▶ Objet de la consigne: Transcrivez fidèlement le passage du récit sur le Havre Urban Trail qui commence par « En 2019, ils » et se poursuit jusqu'à « faut être indulgent. ».

▶ Texte:
+++
Chou Andy a écrit :
Le Havre Urban Trail - format marathon (40 km 1000 D+)
J'ai des potes de foot qui viennent du Havre et ça fait longtemps qu'ils veulent me faire découvrir cette ville à laquelle ils sont très attachés.
La ville est fondée en 1517 par François 1er sur le lieu dit du "havre de grâce", avec pour vocation de servir de port militaire défensif. Il ne se passe pas grand chose jusqu'au milieu du XVIIème siècle où la Compagnie des Indes s'installe. Le Havre devient rapidement un port commercial florissant, plaque tournante des produits exotiques en vogue à l'époque, en particulier le café et les êtres humains. La ville continue de se développer, prend le virage industriel, puis se fait occuper par les Allemands. Les Alliés débarquent pas loin et veulent avancer sur Paris, mais la garnison allemande du Havre refuse de se rendre si facilement et se retranche. Les Alliés sont pressés et décident de recouvrir la ville sous un tapis de bombes. En quelques jours ils en envoient davantage que Londres n'en a reçu de toute la guerre. Bilan : 3000 morts (tous civils, les Allemands étaient retranchés en hauteur) et 2 bâtiments encore debout.
Du coup faut tout reconstruire, et c'est Auguste Perret qui s'y colle, le chantre du béton. Il kiffe le béton. Beaucoup beaucoup. Et il en met partout. C'est ce qui donne à la ville son charme si particulier.
Pour fêter ça, la ville organise des festivités en 2017, et à cette occasion est organisé le premier LHUT par le club de triathlon de la ville. C'est un succès malgré des températures caniculaires (35°C, ce qui est peu habituel d'après les autochtones).
En 2019, ils remettent ça. Formats 10, 21, 42 solo et 42 duo. Mes potes sont répartis sur les autres courses mais ils sont pas très aguerris, il faut être indulgent.
+++
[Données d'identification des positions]
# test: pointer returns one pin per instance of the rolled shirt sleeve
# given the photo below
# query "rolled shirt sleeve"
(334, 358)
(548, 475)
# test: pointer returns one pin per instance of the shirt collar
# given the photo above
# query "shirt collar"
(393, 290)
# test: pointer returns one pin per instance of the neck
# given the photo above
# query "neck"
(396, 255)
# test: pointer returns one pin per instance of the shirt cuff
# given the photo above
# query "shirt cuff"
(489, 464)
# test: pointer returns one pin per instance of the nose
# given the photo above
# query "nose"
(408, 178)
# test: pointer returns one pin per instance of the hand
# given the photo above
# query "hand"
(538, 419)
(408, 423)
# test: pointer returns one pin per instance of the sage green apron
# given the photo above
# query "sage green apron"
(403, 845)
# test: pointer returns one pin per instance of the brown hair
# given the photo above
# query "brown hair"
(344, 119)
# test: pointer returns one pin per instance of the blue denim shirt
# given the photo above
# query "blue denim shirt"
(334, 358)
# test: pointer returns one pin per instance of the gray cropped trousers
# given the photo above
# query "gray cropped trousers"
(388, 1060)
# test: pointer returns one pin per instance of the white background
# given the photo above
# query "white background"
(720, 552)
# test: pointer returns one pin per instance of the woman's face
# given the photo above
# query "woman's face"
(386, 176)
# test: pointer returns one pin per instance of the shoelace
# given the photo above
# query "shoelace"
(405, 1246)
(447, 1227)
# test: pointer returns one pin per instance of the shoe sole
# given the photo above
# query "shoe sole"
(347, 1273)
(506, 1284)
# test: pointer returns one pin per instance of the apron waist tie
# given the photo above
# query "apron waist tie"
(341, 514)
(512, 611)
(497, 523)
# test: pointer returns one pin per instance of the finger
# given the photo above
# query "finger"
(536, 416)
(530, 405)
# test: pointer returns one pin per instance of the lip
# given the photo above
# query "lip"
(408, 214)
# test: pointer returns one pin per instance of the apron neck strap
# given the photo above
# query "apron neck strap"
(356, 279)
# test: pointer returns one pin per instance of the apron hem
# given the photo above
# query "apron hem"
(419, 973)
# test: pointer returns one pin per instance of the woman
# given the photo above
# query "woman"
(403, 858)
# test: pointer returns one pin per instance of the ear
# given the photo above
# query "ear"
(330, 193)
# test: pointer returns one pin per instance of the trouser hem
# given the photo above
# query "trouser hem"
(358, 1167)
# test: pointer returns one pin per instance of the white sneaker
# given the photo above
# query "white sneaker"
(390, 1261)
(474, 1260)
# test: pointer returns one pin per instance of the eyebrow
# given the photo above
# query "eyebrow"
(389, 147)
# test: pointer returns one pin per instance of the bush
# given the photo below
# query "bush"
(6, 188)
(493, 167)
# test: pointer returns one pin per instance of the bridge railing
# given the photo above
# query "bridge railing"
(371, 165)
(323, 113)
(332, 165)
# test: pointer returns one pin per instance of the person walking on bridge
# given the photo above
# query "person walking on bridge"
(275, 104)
+++
▶ Réponse:
En 2019, ils remettent ça. Formats 10, 21, 42 solo et 42 duo. Mes potes sont répartis sur les autres courses mais ils sont pas très aguerris, il faut être indulgent.